- [EXERCISE BRIEF]: How many lines in the data below contain the word "tree"? Reply with the number alone.

- [INFORMATION PROVIDED]:

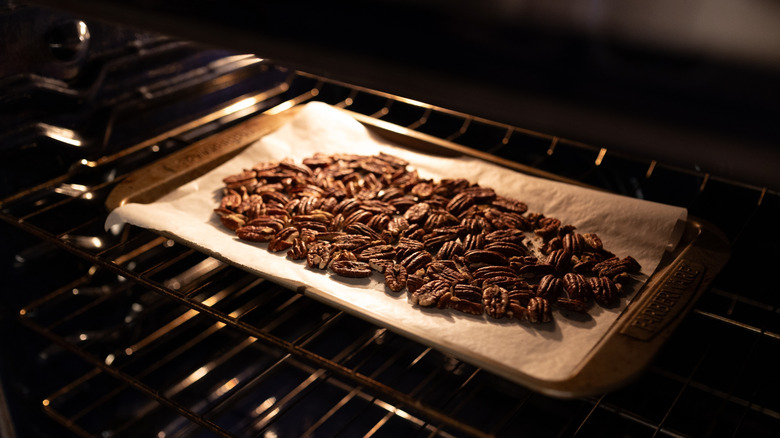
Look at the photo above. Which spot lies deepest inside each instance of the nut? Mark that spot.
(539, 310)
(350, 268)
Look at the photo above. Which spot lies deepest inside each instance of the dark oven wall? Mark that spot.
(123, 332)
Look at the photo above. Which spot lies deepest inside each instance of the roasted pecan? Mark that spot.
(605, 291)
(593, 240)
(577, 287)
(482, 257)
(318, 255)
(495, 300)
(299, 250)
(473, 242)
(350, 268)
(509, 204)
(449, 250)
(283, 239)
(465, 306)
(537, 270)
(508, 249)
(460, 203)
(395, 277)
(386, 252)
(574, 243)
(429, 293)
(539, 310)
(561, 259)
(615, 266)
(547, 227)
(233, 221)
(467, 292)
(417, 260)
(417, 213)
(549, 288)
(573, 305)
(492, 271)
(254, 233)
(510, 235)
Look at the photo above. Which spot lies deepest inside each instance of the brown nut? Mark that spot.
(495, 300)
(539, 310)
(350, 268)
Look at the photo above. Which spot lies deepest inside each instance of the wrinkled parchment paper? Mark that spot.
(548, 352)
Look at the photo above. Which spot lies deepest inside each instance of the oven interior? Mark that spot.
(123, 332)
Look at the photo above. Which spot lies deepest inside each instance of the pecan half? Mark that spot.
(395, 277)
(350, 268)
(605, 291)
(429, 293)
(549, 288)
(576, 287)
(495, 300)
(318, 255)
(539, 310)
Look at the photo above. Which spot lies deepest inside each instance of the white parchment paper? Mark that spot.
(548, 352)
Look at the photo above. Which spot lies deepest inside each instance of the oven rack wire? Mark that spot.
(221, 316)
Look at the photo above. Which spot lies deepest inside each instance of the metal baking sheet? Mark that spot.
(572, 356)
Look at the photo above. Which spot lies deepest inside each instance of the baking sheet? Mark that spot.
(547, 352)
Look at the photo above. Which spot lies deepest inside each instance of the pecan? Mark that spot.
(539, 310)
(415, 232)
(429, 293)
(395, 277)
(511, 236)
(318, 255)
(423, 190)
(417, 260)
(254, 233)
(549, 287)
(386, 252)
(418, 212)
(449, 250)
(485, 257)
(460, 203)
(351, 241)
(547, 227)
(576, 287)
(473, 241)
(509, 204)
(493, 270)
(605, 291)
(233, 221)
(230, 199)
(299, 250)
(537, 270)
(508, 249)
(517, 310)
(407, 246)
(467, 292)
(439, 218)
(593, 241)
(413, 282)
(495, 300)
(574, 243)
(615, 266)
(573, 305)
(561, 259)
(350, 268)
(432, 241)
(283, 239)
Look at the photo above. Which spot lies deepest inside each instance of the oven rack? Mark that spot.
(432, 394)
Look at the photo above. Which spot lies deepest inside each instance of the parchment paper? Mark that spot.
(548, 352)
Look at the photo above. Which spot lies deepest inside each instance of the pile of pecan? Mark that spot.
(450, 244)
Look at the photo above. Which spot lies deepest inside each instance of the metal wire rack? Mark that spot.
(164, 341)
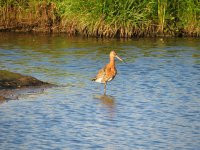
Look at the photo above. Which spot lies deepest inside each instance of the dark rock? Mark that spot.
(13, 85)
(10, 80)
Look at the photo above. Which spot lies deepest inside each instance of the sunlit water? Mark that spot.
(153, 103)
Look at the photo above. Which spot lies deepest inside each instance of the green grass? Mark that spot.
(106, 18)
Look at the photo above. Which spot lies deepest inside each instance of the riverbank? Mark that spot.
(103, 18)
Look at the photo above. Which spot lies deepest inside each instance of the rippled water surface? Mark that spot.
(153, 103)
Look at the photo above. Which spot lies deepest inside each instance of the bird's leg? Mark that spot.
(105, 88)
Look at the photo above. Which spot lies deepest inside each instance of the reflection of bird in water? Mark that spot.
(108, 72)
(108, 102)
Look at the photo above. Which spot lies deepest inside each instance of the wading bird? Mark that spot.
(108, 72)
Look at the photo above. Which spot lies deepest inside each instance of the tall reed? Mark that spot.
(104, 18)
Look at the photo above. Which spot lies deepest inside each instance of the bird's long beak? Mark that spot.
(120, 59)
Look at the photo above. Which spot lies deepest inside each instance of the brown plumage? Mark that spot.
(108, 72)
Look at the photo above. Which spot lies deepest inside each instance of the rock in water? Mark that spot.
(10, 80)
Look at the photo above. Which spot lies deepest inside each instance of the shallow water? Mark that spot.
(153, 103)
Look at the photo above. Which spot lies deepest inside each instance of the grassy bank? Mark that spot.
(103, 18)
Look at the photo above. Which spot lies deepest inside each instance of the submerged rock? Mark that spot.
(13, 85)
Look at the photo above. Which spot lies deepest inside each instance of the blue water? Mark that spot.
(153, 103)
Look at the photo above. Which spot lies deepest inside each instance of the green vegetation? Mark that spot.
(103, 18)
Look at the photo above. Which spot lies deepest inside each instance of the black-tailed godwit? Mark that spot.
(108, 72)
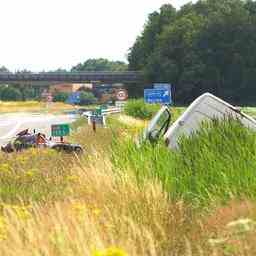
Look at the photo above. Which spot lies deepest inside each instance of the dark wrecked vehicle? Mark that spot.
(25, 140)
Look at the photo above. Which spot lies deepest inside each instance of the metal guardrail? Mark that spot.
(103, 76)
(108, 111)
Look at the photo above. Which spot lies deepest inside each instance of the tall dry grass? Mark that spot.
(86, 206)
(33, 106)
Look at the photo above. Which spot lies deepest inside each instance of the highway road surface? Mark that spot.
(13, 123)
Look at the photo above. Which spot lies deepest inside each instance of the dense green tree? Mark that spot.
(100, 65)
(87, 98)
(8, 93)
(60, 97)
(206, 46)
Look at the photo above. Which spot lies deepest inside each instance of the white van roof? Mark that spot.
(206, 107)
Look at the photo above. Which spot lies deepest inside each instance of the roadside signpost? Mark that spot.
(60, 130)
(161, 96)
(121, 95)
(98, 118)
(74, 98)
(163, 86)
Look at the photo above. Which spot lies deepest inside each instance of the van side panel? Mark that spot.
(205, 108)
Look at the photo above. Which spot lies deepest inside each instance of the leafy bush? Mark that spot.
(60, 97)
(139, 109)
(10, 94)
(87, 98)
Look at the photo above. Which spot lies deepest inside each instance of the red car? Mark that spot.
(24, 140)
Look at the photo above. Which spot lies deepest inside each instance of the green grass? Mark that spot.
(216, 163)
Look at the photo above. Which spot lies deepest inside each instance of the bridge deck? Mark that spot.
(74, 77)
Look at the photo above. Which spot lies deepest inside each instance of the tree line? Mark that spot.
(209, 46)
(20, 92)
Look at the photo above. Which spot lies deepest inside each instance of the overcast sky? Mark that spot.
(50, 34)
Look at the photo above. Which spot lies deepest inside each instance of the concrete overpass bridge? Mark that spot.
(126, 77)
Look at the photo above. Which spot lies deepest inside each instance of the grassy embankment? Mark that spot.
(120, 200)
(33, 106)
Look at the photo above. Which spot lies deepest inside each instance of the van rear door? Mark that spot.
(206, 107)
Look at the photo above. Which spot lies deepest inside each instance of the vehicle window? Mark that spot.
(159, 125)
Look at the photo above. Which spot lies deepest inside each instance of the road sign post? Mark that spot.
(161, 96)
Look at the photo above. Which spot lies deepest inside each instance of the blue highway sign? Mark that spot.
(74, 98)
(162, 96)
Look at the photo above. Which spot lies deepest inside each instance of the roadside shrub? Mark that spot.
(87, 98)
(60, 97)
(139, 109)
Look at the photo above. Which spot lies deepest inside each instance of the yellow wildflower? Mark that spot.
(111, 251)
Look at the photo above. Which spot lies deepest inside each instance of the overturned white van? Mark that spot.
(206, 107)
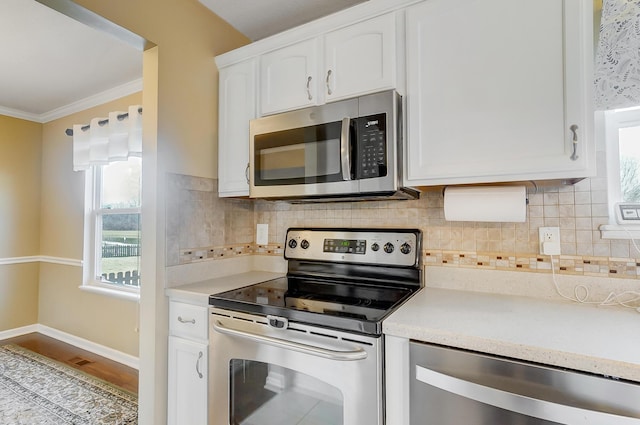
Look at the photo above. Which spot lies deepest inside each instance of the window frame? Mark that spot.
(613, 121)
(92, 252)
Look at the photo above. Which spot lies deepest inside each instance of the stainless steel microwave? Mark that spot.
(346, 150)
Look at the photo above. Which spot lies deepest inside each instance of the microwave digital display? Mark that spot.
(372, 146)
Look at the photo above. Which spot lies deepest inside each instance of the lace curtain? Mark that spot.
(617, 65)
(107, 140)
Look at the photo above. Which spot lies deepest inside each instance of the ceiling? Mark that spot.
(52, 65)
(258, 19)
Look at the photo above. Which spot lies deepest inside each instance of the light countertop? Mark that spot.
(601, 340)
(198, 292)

==

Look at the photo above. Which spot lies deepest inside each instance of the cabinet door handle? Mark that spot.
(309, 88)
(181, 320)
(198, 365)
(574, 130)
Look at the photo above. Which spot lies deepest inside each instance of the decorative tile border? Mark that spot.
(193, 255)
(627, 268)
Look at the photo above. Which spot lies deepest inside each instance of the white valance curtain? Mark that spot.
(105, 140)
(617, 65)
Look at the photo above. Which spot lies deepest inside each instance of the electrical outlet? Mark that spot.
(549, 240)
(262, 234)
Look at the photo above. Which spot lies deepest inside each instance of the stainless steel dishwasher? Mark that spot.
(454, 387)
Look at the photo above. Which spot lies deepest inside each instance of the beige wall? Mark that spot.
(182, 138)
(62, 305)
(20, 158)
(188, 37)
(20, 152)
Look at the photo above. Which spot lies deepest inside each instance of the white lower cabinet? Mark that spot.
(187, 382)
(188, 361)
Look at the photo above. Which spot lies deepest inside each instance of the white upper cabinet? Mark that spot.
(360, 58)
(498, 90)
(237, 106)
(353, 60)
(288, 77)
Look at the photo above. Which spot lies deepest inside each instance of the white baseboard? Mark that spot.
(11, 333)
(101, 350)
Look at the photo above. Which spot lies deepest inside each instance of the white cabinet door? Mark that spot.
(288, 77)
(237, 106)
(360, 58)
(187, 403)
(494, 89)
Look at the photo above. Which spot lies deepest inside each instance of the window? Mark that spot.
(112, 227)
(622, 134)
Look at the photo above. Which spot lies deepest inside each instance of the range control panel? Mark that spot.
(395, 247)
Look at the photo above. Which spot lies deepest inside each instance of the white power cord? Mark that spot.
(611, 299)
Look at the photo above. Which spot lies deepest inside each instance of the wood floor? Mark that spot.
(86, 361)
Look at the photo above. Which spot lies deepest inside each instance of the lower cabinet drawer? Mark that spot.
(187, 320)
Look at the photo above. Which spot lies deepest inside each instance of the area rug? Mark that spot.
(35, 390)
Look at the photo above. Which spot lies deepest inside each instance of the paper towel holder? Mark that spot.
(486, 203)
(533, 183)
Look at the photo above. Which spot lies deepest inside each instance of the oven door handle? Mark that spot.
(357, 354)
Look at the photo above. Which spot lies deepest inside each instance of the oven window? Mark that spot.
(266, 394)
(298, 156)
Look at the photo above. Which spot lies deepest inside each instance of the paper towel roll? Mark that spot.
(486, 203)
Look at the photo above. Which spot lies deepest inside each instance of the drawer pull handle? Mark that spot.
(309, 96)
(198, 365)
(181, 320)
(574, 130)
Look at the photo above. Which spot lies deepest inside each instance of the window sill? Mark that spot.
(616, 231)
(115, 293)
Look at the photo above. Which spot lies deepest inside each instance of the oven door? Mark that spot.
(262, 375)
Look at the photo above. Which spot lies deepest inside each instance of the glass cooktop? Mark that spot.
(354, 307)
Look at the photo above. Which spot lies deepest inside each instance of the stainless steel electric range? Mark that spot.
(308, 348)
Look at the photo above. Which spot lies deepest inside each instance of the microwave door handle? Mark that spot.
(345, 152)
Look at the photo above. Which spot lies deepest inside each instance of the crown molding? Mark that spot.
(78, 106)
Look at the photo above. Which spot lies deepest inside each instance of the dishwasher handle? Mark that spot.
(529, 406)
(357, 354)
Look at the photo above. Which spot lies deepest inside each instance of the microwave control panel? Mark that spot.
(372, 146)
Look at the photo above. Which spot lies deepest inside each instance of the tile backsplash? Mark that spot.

- [RESULT OF THE EXERCISE]: 2